*Goal of the exercise*
Your response should consist of the data that follows, repeated in full without alteration.

··· Dataset records

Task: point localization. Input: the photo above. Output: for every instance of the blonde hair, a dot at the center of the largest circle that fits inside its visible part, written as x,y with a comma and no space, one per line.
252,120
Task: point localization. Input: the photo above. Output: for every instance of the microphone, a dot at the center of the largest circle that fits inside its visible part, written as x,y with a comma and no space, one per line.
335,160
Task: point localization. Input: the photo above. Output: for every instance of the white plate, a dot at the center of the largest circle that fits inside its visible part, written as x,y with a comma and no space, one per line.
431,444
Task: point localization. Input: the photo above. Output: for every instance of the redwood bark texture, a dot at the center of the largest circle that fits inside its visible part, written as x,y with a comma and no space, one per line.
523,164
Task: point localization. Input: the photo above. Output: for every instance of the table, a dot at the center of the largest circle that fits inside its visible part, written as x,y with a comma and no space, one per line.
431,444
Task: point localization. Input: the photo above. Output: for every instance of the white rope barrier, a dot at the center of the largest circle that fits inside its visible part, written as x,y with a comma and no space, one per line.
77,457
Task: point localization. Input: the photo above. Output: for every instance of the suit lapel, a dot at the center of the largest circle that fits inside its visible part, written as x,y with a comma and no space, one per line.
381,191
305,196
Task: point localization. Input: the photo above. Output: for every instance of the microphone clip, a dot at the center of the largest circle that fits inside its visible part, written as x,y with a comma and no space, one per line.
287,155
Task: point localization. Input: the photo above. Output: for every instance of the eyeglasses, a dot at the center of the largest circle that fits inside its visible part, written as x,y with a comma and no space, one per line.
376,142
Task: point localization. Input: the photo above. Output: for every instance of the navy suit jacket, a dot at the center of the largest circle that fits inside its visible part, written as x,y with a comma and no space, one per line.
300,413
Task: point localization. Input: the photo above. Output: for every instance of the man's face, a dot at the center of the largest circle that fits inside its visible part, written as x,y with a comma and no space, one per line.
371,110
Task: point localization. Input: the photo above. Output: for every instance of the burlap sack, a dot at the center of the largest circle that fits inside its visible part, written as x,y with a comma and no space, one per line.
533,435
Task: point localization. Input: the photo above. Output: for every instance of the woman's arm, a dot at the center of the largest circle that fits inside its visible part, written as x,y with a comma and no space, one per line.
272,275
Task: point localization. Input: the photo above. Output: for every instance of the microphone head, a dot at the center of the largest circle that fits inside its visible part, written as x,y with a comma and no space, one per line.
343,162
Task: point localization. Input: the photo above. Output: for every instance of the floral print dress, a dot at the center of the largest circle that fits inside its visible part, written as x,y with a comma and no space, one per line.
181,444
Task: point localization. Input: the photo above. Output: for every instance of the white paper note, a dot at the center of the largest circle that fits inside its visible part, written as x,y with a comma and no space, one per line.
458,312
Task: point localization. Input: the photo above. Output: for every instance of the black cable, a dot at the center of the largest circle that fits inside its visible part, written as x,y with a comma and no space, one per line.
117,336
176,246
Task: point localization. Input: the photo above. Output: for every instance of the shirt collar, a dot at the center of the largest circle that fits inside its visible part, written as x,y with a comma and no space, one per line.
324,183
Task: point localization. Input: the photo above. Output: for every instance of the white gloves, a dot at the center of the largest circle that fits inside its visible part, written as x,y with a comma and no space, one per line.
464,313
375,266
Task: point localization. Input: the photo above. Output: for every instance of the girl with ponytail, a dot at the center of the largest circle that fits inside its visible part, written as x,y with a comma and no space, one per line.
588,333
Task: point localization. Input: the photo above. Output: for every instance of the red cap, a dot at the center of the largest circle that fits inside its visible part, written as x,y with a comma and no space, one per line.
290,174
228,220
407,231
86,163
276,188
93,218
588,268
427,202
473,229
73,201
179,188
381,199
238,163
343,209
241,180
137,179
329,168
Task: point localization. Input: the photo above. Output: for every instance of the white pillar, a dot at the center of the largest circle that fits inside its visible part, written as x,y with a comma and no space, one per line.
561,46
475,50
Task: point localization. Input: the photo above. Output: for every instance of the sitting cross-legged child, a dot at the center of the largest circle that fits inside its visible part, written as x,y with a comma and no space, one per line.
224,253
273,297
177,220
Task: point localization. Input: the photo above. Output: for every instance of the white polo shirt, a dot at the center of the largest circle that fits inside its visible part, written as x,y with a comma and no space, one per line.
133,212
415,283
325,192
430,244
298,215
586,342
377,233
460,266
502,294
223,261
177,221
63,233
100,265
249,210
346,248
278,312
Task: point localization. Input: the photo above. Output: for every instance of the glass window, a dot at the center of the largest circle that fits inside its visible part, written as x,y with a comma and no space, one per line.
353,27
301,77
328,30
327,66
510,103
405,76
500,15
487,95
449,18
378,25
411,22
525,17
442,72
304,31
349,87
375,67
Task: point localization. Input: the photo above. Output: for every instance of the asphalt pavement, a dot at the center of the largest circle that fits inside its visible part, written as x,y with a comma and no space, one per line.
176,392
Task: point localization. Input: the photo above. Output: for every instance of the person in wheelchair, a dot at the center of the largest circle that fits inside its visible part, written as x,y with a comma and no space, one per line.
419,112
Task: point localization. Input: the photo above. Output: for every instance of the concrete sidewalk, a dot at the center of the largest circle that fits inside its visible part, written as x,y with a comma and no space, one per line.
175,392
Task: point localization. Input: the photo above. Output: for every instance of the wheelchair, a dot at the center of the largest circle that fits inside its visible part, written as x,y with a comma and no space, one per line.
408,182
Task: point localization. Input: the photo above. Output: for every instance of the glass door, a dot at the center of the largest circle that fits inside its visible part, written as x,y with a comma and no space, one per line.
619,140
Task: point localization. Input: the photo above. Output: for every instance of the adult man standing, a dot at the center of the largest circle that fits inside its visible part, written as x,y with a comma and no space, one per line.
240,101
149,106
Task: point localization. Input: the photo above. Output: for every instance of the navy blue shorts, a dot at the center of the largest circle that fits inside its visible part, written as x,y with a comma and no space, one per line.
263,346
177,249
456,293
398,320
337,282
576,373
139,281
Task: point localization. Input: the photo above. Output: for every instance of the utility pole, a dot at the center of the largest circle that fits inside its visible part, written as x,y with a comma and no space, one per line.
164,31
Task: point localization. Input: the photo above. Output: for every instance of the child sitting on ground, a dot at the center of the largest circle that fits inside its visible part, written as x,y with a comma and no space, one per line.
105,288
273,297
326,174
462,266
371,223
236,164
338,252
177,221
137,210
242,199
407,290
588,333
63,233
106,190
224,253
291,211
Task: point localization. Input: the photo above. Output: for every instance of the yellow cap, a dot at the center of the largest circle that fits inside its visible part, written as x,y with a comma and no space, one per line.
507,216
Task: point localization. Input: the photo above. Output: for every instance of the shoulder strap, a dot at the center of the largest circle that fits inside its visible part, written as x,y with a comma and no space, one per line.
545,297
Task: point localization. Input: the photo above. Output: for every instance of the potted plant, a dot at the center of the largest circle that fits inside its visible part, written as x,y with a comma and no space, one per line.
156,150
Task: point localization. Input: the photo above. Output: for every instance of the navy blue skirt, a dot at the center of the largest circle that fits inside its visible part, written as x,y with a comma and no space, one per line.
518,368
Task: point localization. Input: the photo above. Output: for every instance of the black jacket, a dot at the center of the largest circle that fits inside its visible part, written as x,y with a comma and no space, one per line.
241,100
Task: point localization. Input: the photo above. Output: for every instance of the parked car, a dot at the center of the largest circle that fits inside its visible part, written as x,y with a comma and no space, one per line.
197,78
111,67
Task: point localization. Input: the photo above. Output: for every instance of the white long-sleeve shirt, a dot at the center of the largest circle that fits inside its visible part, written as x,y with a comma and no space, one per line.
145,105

······

*Completed task*
Task: point localization. Input: the photo above. Output: for every instance of the blonde hair, a dot at the center of the largest circle that fits inside its visible part, written as x,y with a comma and no space, one per line.
252,120
Task: point localization. Input: the photo above. Output: for every instance of the microphone, a dot at the center of the largest circle that fits inside its visible part, written as x,y with a comma and no space, one per line.
335,160
Task: point localization. Input: the photo above. Output: for every instance of the white plate, a dot at the center of the largest circle that fits inside its visible part, written as x,y with a comma and no space, one per line.
431,444
Task: point localization. Input: the photo above. Output: for every instance of the redwood bark texture, a dot at the center of the largest circle that fits inside its visible part, written as x,y with a comma and no space, one per line.
523,164
Task: point localization. Input: the photo above. Output: for every instance of the table, a dot at the center of the largest circle that fits inside its visible part, written as x,y with a comma and no space, one per line.
431,444
Task: point localization. Input: the photo above. Output: for every instance of the white rope barrier, a dot at the center of the largest circle that fits inside its visible part, written as x,y with a comma and no space, one per line.
77,457
Task: point localization. Input: the photo above. Output: for every instance of the suit lapel, a dot at the center of the largest circle that fits inside its visible part, written as x,y with a comma and no space, one per line.
381,191
305,196
Task: point localization. Input: the photo above. Output: for every instance of the microphone clip, a dot at the center of the largest circle that fits inside its visible part, written as x,y with a comma and no space, one per line.
287,155
Task: point localization. Input: the photo above. Output: for every instance of the eyeglasses, a dot at the center of the largest circle that fits inside its visible part, written as x,y with a comma and no space, one per line.
376,142
Task: point localization. Input: the photo above. Output: for every instance of the navy suit jacket, a dot at the center of the largest circle that fits inside its visible part, written as x,y with a comma and no space, one per line.
300,413
Task: point localization. Input: the photo above. Output: for every instance of the man's face, a dot at the center of the largest circle that fits inside its visible part, written as x,y with a comma and no space, one per line.
371,110
Task: point localization. Input: the photo above. Output: for every instance of the burlap sack, a dot at the center of the largest circle that fits inside its visible part, written as x,y with a comma and no space, one per line.
533,435
Task: point localization. Input: the photo above. Output: for every instance of the woman's arm, a dot at the center of the largest circle that fits inside its visible part, written as x,y with a comma and no space, one per line.
272,275
Task: point localization. Input: the photo above. Output: for every instance of the microphone head, a dot at the center of the largest circle that fits inside its visible part, written as x,y with a comma and no space, one per line.
343,162
Task: point localization. Input: the photo above. Output: for every instance of the floral print dress, a dot at the center of the largest circle that fits inside its visible part, written as x,y with a comma and no space, one per line.
181,444
Task: point localization. Input: the photo above. Output: for every instance of the white paper note, a dot at the center of the largest circle that fits inside its visible part, written as x,y with a comma and no space, one per line.
458,312
Task: point localization. Input: the photo above. Output: for every instance of the black cable, a dot at the center of the largest circle that fits inside its visible part, written as x,y with a comma and no space, one per line.
117,336
176,246
Task: point localization. Input: the photo above. Output: for every instance of the shirt collar, a dot at the center of the largest circle that fits inside its visible part, written as x,y with a comma and no space, one per line.
324,183
Task: point localization. Input: the photo above. Output: for every instance of the white gloves, a dot at the center of the largest circle that fits inside its visible part, written as x,y with a comma and no space, one per line.
464,313
375,266
Task: point localization. Input: the photo above. Output: for every instance of the girl with ponytail, a dot at the center of the largest circle that fits inside its visible part, written as x,y with a comma and no space, one per line.
588,333
Task: point localization. Input: the photo above. Output: for every instance of the red cap, a dot at the center of the largest circle that fits inside its visible part, written as x,y with a comma and no space, one per line.
290,174
228,220
407,231
86,163
276,188
93,218
588,268
427,202
473,229
73,201
179,188
381,199
238,163
343,209
241,180
137,179
329,168
Task: point localization. Input: the photo above. Output: for every instance of the white pillar, a dot at the center of the largest circle that fits inside its visible part, written as x,y with a comma and no space, one per line.
561,46
475,50
Task: point localization. Input: the photo above. Output: for every instance of the sitting cross-legged child, a dot at the center of the largest circle that fits inside its visible part, written as x,y with a comma and no space, one per line.
224,253
273,297
177,220
Task: point localization. Input: the photo above. Output: for every instance of the white polo shirt, a dot at the center of the largest circle that fits inside its visible part, written as x,y with a comma and no space, one per line.
133,212
415,283
325,192
430,244
298,215
586,342
377,233
460,266
502,294
223,261
177,221
63,233
100,265
249,210
346,248
278,312
Task: point localization. Input: the photo above. Output: for every instance of the glass window, a dot at the center of the largest circle that fits inside its visible part, written as x,y with a comma and no space, one per line.
353,27
301,77
328,30
327,66
510,103
405,76
500,15
487,95
449,18
378,25
411,22
525,17
442,72
304,31
349,87
375,67
Task: point localization. Input: the photo above. Output: for every instance of the asphalt pavement, a dot at the center of the largest circle that fits inside its visible part, written as x,y with a comma and no space, one per line.
176,392
Task: point localization. Input: the photo above. Output: for every instance of the person in wheelchair, a dot at the center of the largest circle that fits inside its visible part, written as x,y with a comma and no space, one per line.
419,112
Task: point localization. Input: the photo above. Output: for every instance of the concrete sidewalk, a dot at the center of the largest circle that fits inside its visible part, written as x,y with a comma and no space, one per line.
175,392
Task: point localization. Input: the photo above. Output: for every instance of the wheelchair, a dot at the center of the largest circle that fits inside its visible part, written as x,y with a comma and no space, one per line.
408,182
Task: point localization. Input: the photo above. Output: for every instance of the glass door, a dot at the center of the largest circle that fits inside its visible part, written as x,y with a comma and no space, one per line.
619,140
Task: point localization. Input: the photo above. Output: for every instance of the adult man standing, a dot at the center of the largest circle that fits inside its visible part, written as x,y with a comma and no space, one per line.
240,101
149,106
Task: point localization. Input: the photo above. Output: for every instance of the navy blue shorts, a dot at the center of the largest circle that fits inside its visible part, written as x,y with a comma and no space, one per line.
263,346
177,249
456,293
398,320
337,282
576,373
139,281
Task: point localization. Input: the photo above. Output: for every instance of the utility pole, a dot at the center of the largest circle that fits inside its visible part, written as x,y with a comma and no space, one per line.
164,31
Task: point localization. Input: the photo above. Output: for every instance of the child sitting on ground, a dot at the center of the largest circle that fits inside its visible part, written as x,y with a comma and no space, one per line.
105,288
273,297
326,174
462,266
371,223
236,164
338,252
177,221
137,210
242,199
407,290
588,333
63,233
106,190
224,253
291,211
Task: point localization. Input: the photo above. Output: for every instance of the yellow cap, a dot at the center of the largest circle that fits inside its visible part, written as x,y with a comma and no space, one per line.
507,216
Task: point localization. Input: the photo above. Output: for every instance of the shoulder strap, a dot at the center of the largest circle that fits inside its visible part, written as x,y with a comma and no space, one per line.
545,297
Task: point localization. Input: the photo above. Output: for every instance of the potted plant, a dot at the center of the largest circle that fits inside its visible part, written as x,y with a comma and no space, one per line.
156,150
Task: point localization. Input: the photo above. Output: for every instance of the navy blue skirt, a dot at the center of the largest circle that fits inside its visible part, written as x,y with a comma and no space, one per line.
518,368
Task: point localization. Input: the photo above. Output: for every instance of the black jacket, a dot at the center of the largest circle that fits inside its visible part, written as x,y with a comma and no space, one per line.
241,100
Task: point localization. Input: the photo above. Output: for every instance of the parked car, a dot at the center of the largest circle that fits inside its visible part, written as x,y with a comma and no space, one per line.
197,78
111,67
Task: point localization. Input: the photo above. Output: for every instance of the white long-sleeve shirt, a dot at the center of the largest circle that fits inside its visible part, written as x,y with a comma and no space, one per line.
145,105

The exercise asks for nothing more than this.